» WHAT TO WORK ON: Give every line below that contains the word "coin".

» THE INPUT:
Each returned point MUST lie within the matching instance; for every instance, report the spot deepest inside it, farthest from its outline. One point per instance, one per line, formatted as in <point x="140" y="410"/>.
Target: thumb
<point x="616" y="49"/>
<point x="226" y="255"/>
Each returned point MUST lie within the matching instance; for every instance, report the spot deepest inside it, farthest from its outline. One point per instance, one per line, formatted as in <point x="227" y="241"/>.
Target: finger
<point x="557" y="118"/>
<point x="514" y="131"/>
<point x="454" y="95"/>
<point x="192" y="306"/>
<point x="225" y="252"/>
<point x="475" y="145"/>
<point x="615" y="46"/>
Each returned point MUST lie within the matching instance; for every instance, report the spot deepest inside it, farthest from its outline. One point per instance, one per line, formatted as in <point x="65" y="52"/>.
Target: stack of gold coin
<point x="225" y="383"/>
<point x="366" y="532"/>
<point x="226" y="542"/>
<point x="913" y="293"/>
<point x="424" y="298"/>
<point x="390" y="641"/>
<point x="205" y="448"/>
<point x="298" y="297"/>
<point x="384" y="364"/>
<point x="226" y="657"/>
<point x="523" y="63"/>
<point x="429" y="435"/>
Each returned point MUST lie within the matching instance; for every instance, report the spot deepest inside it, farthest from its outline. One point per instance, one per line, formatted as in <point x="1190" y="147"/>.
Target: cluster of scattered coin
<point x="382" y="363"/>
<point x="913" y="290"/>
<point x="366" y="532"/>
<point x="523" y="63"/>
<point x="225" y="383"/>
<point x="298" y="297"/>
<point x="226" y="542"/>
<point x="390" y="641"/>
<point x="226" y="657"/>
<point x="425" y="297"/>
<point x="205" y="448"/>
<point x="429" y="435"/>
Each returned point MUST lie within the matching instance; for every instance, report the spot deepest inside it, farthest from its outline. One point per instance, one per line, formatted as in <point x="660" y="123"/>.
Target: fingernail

» SOLUTION TO THIS EXERCISE:
Target: stack of gold coin
Target: cluster of scattered coin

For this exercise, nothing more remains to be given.